▶ Description of the task
Exact repetition of every record is required.
===
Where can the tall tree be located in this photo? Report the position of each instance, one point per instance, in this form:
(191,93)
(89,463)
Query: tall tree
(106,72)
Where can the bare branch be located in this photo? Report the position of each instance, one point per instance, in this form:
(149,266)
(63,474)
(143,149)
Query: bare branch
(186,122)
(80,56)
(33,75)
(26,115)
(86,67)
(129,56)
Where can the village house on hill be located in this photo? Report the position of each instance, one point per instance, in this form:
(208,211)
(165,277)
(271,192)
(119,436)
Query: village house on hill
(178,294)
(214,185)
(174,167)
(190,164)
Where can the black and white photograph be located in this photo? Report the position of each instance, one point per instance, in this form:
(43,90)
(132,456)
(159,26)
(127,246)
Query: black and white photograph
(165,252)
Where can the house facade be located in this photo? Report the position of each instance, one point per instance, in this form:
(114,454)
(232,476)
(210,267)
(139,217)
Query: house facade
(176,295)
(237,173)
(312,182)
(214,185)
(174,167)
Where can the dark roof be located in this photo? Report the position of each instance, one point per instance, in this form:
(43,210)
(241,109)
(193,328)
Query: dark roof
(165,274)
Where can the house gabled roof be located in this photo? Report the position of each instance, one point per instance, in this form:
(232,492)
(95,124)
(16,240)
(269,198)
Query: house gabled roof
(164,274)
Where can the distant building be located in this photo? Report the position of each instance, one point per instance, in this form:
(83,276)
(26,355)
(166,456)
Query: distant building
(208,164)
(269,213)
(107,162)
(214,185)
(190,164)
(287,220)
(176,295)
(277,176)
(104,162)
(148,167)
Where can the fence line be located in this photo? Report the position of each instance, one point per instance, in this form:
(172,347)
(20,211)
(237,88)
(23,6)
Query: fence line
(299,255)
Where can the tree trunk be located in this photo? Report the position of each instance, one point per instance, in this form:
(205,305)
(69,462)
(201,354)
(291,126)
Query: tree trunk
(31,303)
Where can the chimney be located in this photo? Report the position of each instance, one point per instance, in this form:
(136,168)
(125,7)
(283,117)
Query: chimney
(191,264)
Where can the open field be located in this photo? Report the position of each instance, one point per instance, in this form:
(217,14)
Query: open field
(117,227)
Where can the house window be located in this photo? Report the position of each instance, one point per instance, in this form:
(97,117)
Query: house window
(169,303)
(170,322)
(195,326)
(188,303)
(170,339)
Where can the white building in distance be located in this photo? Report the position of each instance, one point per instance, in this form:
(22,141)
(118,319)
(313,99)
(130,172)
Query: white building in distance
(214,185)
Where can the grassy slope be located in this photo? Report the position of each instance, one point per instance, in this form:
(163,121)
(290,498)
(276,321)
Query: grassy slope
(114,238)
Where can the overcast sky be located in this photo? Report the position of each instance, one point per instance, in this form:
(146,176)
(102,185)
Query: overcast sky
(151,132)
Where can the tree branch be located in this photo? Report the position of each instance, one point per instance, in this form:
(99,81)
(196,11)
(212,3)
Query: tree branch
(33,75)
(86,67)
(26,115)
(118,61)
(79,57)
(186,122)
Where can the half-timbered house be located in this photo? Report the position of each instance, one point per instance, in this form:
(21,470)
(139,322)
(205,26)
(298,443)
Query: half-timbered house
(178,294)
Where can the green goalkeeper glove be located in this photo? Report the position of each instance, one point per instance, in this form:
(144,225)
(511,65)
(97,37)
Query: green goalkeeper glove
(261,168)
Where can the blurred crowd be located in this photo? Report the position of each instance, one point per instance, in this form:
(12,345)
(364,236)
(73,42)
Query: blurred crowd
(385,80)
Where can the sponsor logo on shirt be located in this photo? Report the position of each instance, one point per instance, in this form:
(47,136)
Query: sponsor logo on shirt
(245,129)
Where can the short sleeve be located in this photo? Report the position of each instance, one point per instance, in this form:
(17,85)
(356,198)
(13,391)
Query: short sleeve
===
▶ Output
Where can the tall tree be located in this photo? Report the position of each instance, one point per instance, in this form:
(191,93)
(89,463)
Query: tall tree
(106,72)
Where can the bare branch be located in this photo? Report the position of each instance, one point per instance, in this form:
(149,266)
(63,474)
(143,149)
Query: bare branch
(186,122)
(80,56)
(33,75)
(26,115)
(86,67)
(129,56)
Where can the village house on hill be located in this photo? Report the position of each instance, one point per instance, in this form:
(208,211)
(165,277)
(271,192)
(119,436)
Query: village house on hill
(178,294)
(214,185)
(174,167)
(190,164)
Where can the black and white photograph be located in this photo? Report the position of each instance, one point per instance, in this form:
(43,90)
(132,456)
(159,26)
(127,246)
Query: black and white photograph
(165,252)
Where can the house facade be located in this photo? Report the position of each instance, one point per instance, in this form:
(114,454)
(232,476)
(210,267)
(139,217)
Query: house facade
(176,295)
(237,173)
(312,182)
(214,185)
(174,167)
Where can the dark roof be located in this photo? Report the position of each instance, one point per instance, in this form:
(43,210)
(241,109)
(193,328)
Query: dark roof
(165,274)
Where can the house gabled roof be located in this photo? Report the position of each instance, one point per instance, in this form:
(232,492)
(95,124)
(16,240)
(269,198)
Query: house gabled roof
(164,274)
Where can the distant building be located in this photo? Report the position of each instance, one point per instance, in this form:
(83,276)
(26,355)
(166,456)
Query: distant building
(208,164)
(269,213)
(107,162)
(214,185)
(190,164)
(287,220)
(176,295)
(277,176)
(104,162)
(148,167)
Where can the fence line be located in this photo? Report the position of each instance, one point per instance, in this form:
(172,347)
(20,211)
(237,88)
(23,6)
Query: fence line
(299,255)
Where can the tree trunk be located in this photo? Report the position of each instance, one point per instance, in this form:
(205,305)
(69,462)
(201,354)
(291,126)
Query: tree trunk
(31,303)
Where can the chimney be located in this photo? Report the position of each instance, one point per instance, in this form:
(136,168)
(125,7)
(283,117)
Query: chimney
(191,264)
Where can the open field be located in this photo? Report the position of each instance, one point per instance, in this form:
(217,14)
Query: open field
(117,227)
Where can the house window be located in this photo? Report the position of each instance, one point per instance, in this form:
(97,117)
Query: house window
(169,303)
(170,322)
(195,326)
(188,303)
(170,339)
Where can the white building in distance be located in this photo? Report the position of each instance, one point per instance, in this form:
(22,141)
(118,319)
(313,99)
(130,172)
Query: white building in distance
(214,185)
Where can the grassy slope be located in this photo? Report the position of each instance, one point per instance, in this form:
(163,121)
(290,498)
(276,321)
Query: grassy slope
(114,238)
Where can the overcast sky be located in this photo? Report the position of each instance, one point per instance, in this form:
(146,176)
(102,185)
Query: overcast sky
(151,132)
Where can the tree branch be located in this photo? Report the position of each instance, one point per instance, in this form:
(99,81)
(196,11)
(212,3)
Query: tree branch
(33,75)
(86,67)
(26,115)
(118,61)
(79,57)
(186,122)
Where can the half-timbered house be located in this photo? Report the position of each instance, one point per instance, in this form:
(21,470)
(139,322)
(205,26)
(298,443)
Query: half-timbered house
(178,294)
Where can the green goalkeeper glove be located in this photo? Report the position of each instance, one point per instance, in this form:
(144,225)
(511,65)
(97,37)
Query: green goalkeeper glove
(261,168)
Where can the blurred crowd be located in this photo? Report the position of each instance, one point per instance, in this form:
(12,345)
(364,236)
(73,42)
Query: blurred crowd
(385,80)
Where can the sponsor logo on shirt be located in this photo? Report the position of each instance, one point per instance, in this form:
(47,136)
Query: sponsor logo on shirt
(245,129)
Where can the short sleeve be located in this photo? Report the position of each instance, one point per instance, in this form:
(17,85)
(356,198)
(13,391)
Query: short sleeve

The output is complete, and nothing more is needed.